→ **SELECTED EXCERPT**:

[BEGIN]

God blessed Texas with His own hand
Brought down angles from the Promised Land
Gave ‘em a place where they could dance
If you want to see heaven, brother, here’s your chance…
While there’s little scientific evidence to support the above statements, country-music group “Little Texas” may have been on to something with this toe-tappin’ hit from the early ‘90s. The Lone Star State is a land of wide-open spaces and seemingly endless opportunity.
Texas was the union’s largest state until the impertinent territory of Alaska decided to sully old glory with another star back in 1959; the audacity of that arctic wasteland! Still, the capital T’s place in American culture is as secure as Fort Bliss thanks to icons like cowboys and the Alamo, prairies and oil fields, George W. Bush and SXSW. Additionally, size matters; the saying “everything’s bigger in Texas” is the state’s unofficial motto. Where else can you order a steak bigger than a motorcycle seat? Where else can you polish off a giant slab of meat like that and get it for FREE? Texas, that’s where, and if you’re up to the challenge you can even put the money saved toward your first angioplasty.
When it comes to cars Texans love their trucks. Thanks to sprawling ranches and cattle drives it’s the biggest pickup market in the United States. And for the Detroit Three that’s reason enough to shoot their guns in the air, but bigger isn’t always better.

[END]

Entries from a dataset:
[BEGIN]

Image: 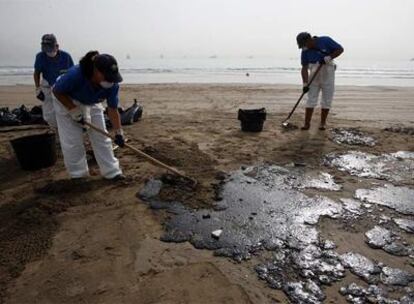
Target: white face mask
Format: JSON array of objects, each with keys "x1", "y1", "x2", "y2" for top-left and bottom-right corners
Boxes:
[
  {"x1": 99, "y1": 81, "x2": 114, "y2": 89},
  {"x1": 46, "y1": 51, "x2": 57, "y2": 57}
]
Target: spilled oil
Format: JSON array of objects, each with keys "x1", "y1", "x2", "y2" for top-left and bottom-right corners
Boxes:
[
  {"x1": 323, "y1": 151, "x2": 414, "y2": 182},
  {"x1": 365, "y1": 226, "x2": 414, "y2": 256},
  {"x1": 393, "y1": 218, "x2": 414, "y2": 233},
  {"x1": 355, "y1": 184, "x2": 414, "y2": 215},
  {"x1": 330, "y1": 128, "x2": 376, "y2": 147},
  {"x1": 140, "y1": 165, "x2": 411, "y2": 304}
]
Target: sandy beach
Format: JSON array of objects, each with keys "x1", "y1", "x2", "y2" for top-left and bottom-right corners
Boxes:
[{"x1": 0, "y1": 84, "x2": 414, "y2": 304}]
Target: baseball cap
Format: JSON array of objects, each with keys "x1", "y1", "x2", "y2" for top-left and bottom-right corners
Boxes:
[
  {"x1": 296, "y1": 32, "x2": 312, "y2": 49},
  {"x1": 41, "y1": 34, "x2": 57, "y2": 52},
  {"x1": 94, "y1": 54, "x2": 122, "y2": 83}
]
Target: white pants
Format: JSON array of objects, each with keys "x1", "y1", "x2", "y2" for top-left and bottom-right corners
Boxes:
[
  {"x1": 53, "y1": 98, "x2": 122, "y2": 178},
  {"x1": 40, "y1": 79, "x2": 57, "y2": 129},
  {"x1": 306, "y1": 64, "x2": 335, "y2": 109}
]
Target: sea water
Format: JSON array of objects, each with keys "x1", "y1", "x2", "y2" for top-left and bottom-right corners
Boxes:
[{"x1": 0, "y1": 56, "x2": 414, "y2": 87}]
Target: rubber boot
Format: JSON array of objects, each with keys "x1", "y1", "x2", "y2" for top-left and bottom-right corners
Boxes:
[
  {"x1": 319, "y1": 109, "x2": 329, "y2": 131},
  {"x1": 302, "y1": 108, "x2": 313, "y2": 130}
]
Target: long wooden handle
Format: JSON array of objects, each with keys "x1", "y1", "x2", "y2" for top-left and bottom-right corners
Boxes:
[
  {"x1": 284, "y1": 64, "x2": 323, "y2": 122},
  {"x1": 84, "y1": 121, "x2": 192, "y2": 180}
]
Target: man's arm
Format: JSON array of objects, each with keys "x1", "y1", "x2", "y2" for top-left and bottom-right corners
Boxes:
[
  {"x1": 329, "y1": 48, "x2": 344, "y2": 59},
  {"x1": 33, "y1": 71, "x2": 40, "y2": 88},
  {"x1": 301, "y1": 65, "x2": 309, "y2": 85}
]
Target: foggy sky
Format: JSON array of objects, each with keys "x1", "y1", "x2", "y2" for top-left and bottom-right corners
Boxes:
[{"x1": 0, "y1": 0, "x2": 414, "y2": 65}]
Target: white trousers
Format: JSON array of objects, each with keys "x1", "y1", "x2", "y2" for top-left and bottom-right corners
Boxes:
[
  {"x1": 53, "y1": 98, "x2": 122, "y2": 178},
  {"x1": 40, "y1": 79, "x2": 57, "y2": 129},
  {"x1": 306, "y1": 64, "x2": 335, "y2": 109}
]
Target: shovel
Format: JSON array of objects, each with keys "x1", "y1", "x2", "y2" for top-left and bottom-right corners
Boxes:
[
  {"x1": 84, "y1": 121, "x2": 197, "y2": 187},
  {"x1": 282, "y1": 64, "x2": 323, "y2": 129}
]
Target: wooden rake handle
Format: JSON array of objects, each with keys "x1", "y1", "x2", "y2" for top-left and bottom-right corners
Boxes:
[{"x1": 84, "y1": 121, "x2": 193, "y2": 181}]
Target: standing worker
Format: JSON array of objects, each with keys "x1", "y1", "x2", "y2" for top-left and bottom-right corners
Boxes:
[
  {"x1": 33, "y1": 34, "x2": 73, "y2": 129},
  {"x1": 296, "y1": 32, "x2": 344, "y2": 130},
  {"x1": 53, "y1": 51, "x2": 125, "y2": 180}
]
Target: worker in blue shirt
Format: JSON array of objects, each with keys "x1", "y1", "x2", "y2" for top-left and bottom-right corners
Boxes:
[
  {"x1": 53, "y1": 51, "x2": 125, "y2": 180},
  {"x1": 296, "y1": 32, "x2": 344, "y2": 130},
  {"x1": 33, "y1": 34, "x2": 73, "y2": 129}
]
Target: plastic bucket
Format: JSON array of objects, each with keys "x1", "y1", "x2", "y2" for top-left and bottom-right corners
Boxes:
[
  {"x1": 10, "y1": 133, "x2": 56, "y2": 171},
  {"x1": 238, "y1": 108, "x2": 266, "y2": 132}
]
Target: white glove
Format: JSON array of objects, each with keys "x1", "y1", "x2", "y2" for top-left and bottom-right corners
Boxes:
[
  {"x1": 323, "y1": 56, "x2": 332, "y2": 64},
  {"x1": 36, "y1": 87, "x2": 45, "y2": 101},
  {"x1": 69, "y1": 107, "x2": 83, "y2": 124}
]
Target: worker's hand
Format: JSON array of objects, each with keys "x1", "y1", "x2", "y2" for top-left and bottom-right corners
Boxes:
[
  {"x1": 302, "y1": 83, "x2": 309, "y2": 94},
  {"x1": 69, "y1": 107, "x2": 85, "y2": 125},
  {"x1": 114, "y1": 129, "x2": 125, "y2": 148},
  {"x1": 36, "y1": 87, "x2": 45, "y2": 101},
  {"x1": 323, "y1": 56, "x2": 332, "y2": 64}
]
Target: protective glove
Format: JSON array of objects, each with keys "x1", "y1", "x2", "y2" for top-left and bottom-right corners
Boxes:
[
  {"x1": 319, "y1": 56, "x2": 332, "y2": 64},
  {"x1": 302, "y1": 83, "x2": 309, "y2": 94},
  {"x1": 36, "y1": 87, "x2": 45, "y2": 101},
  {"x1": 323, "y1": 56, "x2": 332, "y2": 64},
  {"x1": 69, "y1": 107, "x2": 85, "y2": 125},
  {"x1": 114, "y1": 129, "x2": 125, "y2": 148}
]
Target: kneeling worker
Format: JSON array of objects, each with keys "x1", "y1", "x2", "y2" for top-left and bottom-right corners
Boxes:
[
  {"x1": 296, "y1": 32, "x2": 344, "y2": 130},
  {"x1": 53, "y1": 51, "x2": 125, "y2": 180}
]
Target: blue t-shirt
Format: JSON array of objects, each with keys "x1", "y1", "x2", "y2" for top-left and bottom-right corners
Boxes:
[
  {"x1": 34, "y1": 50, "x2": 73, "y2": 86},
  {"x1": 53, "y1": 65, "x2": 119, "y2": 109},
  {"x1": 301, "y1": 36, "x2": 342, "y2": 66}
]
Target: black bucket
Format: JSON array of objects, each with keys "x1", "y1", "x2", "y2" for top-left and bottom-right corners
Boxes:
[
  {"x1": 237, "y1": 108, "x2": 266, "y2": 132},
  {"x1": 10, "y1": 133, "x2": 56, "y2": 171}
]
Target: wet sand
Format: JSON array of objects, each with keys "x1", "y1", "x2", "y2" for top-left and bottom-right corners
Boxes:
[{"x1": 0, "y1": 84, "x2": 414, "y2": 303}]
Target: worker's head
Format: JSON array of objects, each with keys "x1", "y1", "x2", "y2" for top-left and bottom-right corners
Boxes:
[
  {"x1": 79, "y1": 51, "x2": 122, "y2": 88},
  {"x1": 296, "y1": 32, "x2": 315, "y2": 49},
  {"x1": 40, "y1": 34, "x2": 59, "y2": 57}
]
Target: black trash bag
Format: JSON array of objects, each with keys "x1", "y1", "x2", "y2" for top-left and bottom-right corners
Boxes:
[
  {"x1": 12, "y1": 105, "x2": 32, "y2": 125},
  {"x1": 0, "y1": 108, "x2": 22, "y2": 127},
  {"x1": 104, "y1": 98, "x2": 143, "y2": 128},
  {"x1": 12, "y1": 105, "x2": 46, "y2": 125},
  {"x1": 237, "y1": 108, "x2": 266, "y2": 132},
  {"x1": 121, "y1": 99, "x2": 143, "y2": 125},
  {"x1": 30, "y1": 106, "x2": 43, "y2": 115}
]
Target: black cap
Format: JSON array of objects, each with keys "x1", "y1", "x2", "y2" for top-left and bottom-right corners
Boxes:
[
  {"x1": 296, "y1": 32, "x2": 312, "y2": 49},
  {"x1": 41, "y1": 34, "x2": 57, "y2": 52},
  {"x1": 94, "y1": 54, "x2": 122, "y2": 83}
]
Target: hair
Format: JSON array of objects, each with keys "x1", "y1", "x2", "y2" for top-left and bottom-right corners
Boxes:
[{"x1": 79, "y1": 51, "x2": 99, "y2": 79}]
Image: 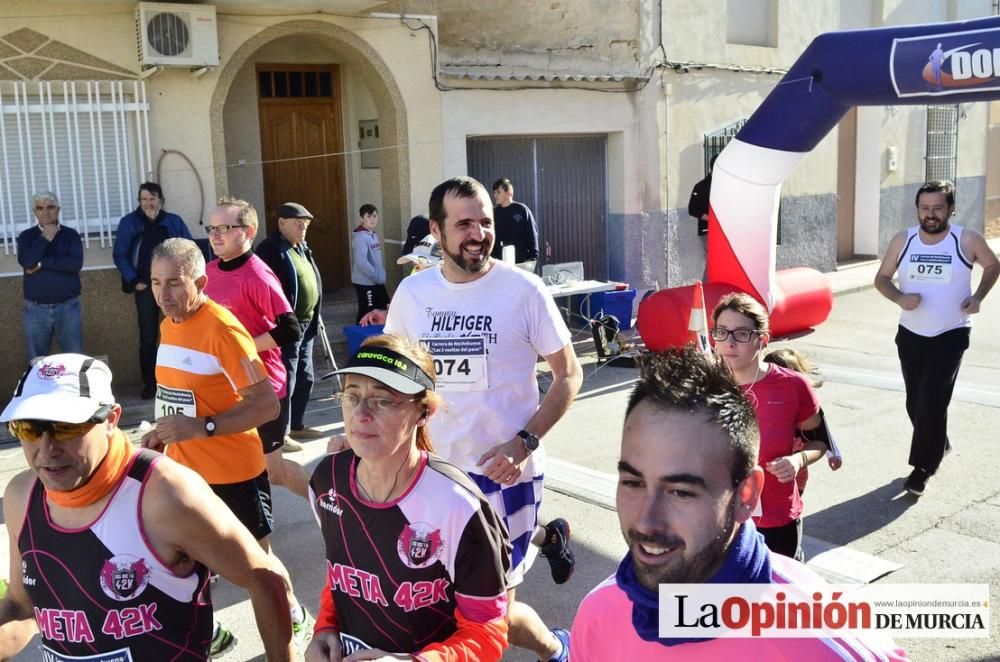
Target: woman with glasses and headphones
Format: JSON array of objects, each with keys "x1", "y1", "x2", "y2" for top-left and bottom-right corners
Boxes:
[
  {"x1": 306, "y1": 335, "x2": 511, "y2": 662},
  {"x1": 711, "y1": 292, "x2": 827, "y2": 561}
]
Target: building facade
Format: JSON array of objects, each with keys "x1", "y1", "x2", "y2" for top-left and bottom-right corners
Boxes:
[{"x1": 0, "y1": 0, "x2": 993, "y2": 394}]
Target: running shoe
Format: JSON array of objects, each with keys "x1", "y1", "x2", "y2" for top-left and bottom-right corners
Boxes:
[
  {"x1": 281, "y1": 434, "x2": 305, "y2": 453},
  {"x1": 208, "y1": 622, "x2": 236, "y2": 660},
  {"x1": 539, "y1": 517, "x2": 576, "y2": 584},
  {"x1": 903, "y1": 467, "x2": 931, "y2": 496},
  {"x1": 538, "y1": 628, "x2": 569, "y2": 662},
  {"x1": 292, "y1": 604, "x2": 316, "y2": 655}
]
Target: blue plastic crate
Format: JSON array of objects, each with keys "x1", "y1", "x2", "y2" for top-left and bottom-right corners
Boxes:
[
  {"x1": 344, "y1": 324, "x2": 385, "y2": 356},
  {"x1": 590, "y1": 288, "x2": 635, "y2": 330}
]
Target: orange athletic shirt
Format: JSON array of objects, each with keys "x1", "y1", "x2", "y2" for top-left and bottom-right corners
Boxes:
[{"x1": 155, "y1": 299, "x2": 267, "y2": 485}]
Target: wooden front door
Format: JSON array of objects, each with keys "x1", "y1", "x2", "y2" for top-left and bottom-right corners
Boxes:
[{"x1": 257, "y1": 65, "x2": 351, "y2": 289}]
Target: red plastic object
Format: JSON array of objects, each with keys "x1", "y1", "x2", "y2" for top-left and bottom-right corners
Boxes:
[{"x1": 636, "y1": 267, "x2": 833, "y2": 352}]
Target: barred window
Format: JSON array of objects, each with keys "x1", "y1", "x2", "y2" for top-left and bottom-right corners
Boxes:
[
  {"x1": 702, "y1": 118, "x2": 781, "y2": 246},
  {"x1": 924, "y1": 105, "x2": 959, "y2": 182},
  {"x1": 0, "y1": 81, "x2": 152, "y2": 254}
]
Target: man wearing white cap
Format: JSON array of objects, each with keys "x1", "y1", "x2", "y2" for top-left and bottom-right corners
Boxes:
[
  {"x1": 0, "y1": 354, "x2": 294, "y2": 660},
  {"x1": 354, "y1": 234, "x2": 442, "y2": 330}
]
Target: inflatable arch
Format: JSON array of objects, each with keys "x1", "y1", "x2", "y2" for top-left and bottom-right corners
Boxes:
[{"x1": 639, "y1": 17, "x2": 1000, "y2": 349}]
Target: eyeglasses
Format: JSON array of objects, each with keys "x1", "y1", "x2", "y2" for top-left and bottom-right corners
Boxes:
[
  {"x1": 7, "y1": 406, "x2": 111, "y2": 443},
  {"x1": 709, "y1": 326, "x2": 760, "y2": 342},
  {"x1": 334, "y1": 393, "x2": 417, "y2": 416},
  {"x1": 205, "y1": 225, "x2": 246, "y2": 234}
]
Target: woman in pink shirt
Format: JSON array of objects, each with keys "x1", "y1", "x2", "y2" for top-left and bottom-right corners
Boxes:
[{"x1": 711, "y1": 292, "x2": 826, "y2": 561}]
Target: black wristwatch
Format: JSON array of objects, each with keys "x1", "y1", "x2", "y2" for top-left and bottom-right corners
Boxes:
[{"x1": 517, "y1": 430, "x2": 540, "y2": 455}]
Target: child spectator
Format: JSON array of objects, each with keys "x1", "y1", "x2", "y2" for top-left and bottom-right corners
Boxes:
[{"x1": 351, "y1": 204, "x2": 389, "y2": 322}]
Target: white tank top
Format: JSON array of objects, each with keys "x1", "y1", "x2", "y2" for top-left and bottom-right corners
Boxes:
[{"x1": 896, "y1": 225, "x2": 972, "y2": 338}]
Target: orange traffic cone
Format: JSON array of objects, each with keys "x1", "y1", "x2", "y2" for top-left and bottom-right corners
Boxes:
[{"x1": 688, "y1": 280, "x2": 712, "y2": 354}]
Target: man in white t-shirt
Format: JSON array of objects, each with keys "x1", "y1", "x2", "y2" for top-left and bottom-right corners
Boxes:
[{"x1": 385, "y1": 177, "x2": 583, "y2": 660}]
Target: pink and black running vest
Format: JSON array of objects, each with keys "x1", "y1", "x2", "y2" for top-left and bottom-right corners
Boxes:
[{"x1": 18, "y1": 451, "x2": 212, "y2": 662}]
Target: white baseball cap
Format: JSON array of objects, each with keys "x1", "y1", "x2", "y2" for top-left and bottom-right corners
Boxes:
[
  {"x1": 0, "y1": 354, "x2": 115, "y2": 423},
  {"x1": 396, "y1": 234, "x2": 442, "y2": 267}
]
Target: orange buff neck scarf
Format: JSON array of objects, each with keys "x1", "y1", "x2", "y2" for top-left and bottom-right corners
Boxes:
[{"x1": 45, "y1": 429, "x2": 135, "y2": 508}]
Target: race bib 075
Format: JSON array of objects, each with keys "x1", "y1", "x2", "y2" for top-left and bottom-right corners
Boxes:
[
  {"x1": 153, "y1": 384, "x2": 198, "y2": 418},
  {"x1": 906, "y1": 253, "x2": 951, "y2": 284}
]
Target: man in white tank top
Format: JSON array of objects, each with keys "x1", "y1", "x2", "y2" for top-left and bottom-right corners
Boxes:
[{"x1": 875, "y1": 181, "x2": 1000, "y2": 496}]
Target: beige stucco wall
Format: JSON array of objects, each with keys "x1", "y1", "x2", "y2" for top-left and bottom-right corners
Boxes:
[
  {"x1": 442, "y1": 84, "x2": 660, "y2": 213},
  {"x1": 437, "y1": 0, "x2": 641, "y2": 72},
  {"x1": 0, "y1": 0, "x2": 443, "y2": 400},
  {"x1": 211, "y1": 15, "x2": 442, "y2": 259}
]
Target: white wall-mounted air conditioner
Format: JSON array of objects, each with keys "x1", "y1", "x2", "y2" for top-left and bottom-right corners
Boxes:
[{"x1": 135, "y1": 2, "x2": 219, "y2": 68}]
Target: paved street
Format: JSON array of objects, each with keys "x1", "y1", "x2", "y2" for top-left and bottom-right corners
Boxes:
[{"x1": 0, "y1": 290, "x2": 1000, "y2": 662}]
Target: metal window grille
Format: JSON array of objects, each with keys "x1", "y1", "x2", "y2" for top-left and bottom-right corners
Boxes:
[
  {"x1": 924, "y1": 104, "x2": 959, "y2": 182},
  {"x1": 0, "y1": 81, "x2": 152, "y2": 254},
  {"x1": 702, "y1": 118, "x2": 747, "y2": 174},
  {"x1": 702, "y1": 118, "x2": 781, "y2": 245}
]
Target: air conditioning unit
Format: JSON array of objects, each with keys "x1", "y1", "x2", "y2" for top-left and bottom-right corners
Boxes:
[{"x1": 135, "y1": 2, "x2": 219, "y2": 68}]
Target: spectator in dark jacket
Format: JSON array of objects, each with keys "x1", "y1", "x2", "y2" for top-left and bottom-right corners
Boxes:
[
  {"x1": 17, "y1": 191, "x2": 83, "y2": 360},
  {"x1": 254, "y1": 202, "x2": 327, "y2": 450},
  {"x1": 399, "y1": 216, "x2": 431, "y2": 255},
  {"x1": 688, "y1": 154, "x2": 719, "y2": 237},
  {"x1": 114, "y1": 182, "x2": 191, "y2": 400}
]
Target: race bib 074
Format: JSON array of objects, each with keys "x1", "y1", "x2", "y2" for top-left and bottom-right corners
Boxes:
[
  {"x1": 153, "y1": 384, "x2": 198, "y2": 418},
  {"x1": 421, "y1": 336, "x2": 488, "y2": 391}
]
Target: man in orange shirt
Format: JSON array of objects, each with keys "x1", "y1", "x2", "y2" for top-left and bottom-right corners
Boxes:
[{"x1": 142, "y1": 238, "x2": 311, "y2": 653}]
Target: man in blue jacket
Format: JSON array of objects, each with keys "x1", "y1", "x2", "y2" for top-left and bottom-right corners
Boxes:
[
  {"x1": 114, "y1": 182, "x2": 191, "y2": 400},
  {"x1": 254, "y1": 202, "x2": 326, "y2": 451},
  {"x1": 17, "y1": 191, "x2": 83, "y2": 361}
]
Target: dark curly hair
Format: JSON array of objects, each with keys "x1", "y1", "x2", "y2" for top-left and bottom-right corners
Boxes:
[{"x1": 625, "y1": 345, "x2": 760, "y2": 486}]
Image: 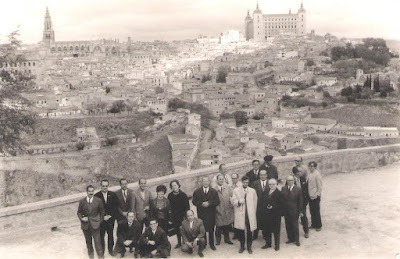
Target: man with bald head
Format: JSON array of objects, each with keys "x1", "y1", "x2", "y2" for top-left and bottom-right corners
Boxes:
[{"x1": 281, "y1": 175, "x2": 303, "y2": 246}]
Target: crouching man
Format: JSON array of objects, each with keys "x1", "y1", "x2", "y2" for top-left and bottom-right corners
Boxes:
[
  {"x1": 114, "y1": 211, "x2": 142, "y2": 258},
  {"x1": 140, "y1": 219, "x2": 171, "y2": 258},
  {"x1": 180, "y1": 210, "x2": 206, "y2": 257}
]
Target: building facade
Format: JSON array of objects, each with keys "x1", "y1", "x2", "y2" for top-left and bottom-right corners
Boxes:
[{"x1": 245, "y1": 3, "x2": 307, "y2": 42}]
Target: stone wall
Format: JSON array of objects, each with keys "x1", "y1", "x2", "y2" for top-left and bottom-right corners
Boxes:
[{"x1": 0, "y1": 144, "x2": 400, "y2": 234}]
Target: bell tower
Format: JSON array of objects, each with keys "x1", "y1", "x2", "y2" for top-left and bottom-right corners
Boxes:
[{"x1": 42, "y1": 7, "x2": 55, "y2": 47}]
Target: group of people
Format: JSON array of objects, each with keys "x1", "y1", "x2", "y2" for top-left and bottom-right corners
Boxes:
[{"x1": 77, "y1": 155, "x2": 322, "y2": 258}]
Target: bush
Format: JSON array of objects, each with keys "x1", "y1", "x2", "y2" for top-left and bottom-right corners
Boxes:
[{"x1": 75, "y1": 142, "x2": 85, "y2": 150}]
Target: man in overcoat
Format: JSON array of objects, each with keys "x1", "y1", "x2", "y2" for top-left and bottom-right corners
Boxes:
[
  {"x1": 215, "y1": 175, "x2": 233, "y2": 245},
  {"x1": 192, "y1": 176, "x2": 219, "y2": 250},
  {"x1": 232, "y1": 176, "x2": 257, "y2": 254}
]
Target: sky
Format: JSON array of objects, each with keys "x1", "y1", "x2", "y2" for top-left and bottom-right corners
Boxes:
[{"x1": 0, "y1": 0, "x2": 400, "y2": 43}]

[END]

→ **WHAT TO DO**: Write out the Texas passage between "God blessed Texas" and "seemingly endless opportunity.", inclusive. This material is separate from the Texas passage.

→ **SOLVED PROBLEM**:
God blessed Texas with His own hand
Brought down angles from the Promised Land
Gave ‘em a place where they could dance
If you want to see heaven, brother, here’s your chance…
While there’s little scientific evidence to support the above statements, country-music group “Little Texas” may have been on to something with this toe-tappin’ hit from the early ‘90s. The Lone Star State is a land of wide-open spaces and seemingly endless opportunity.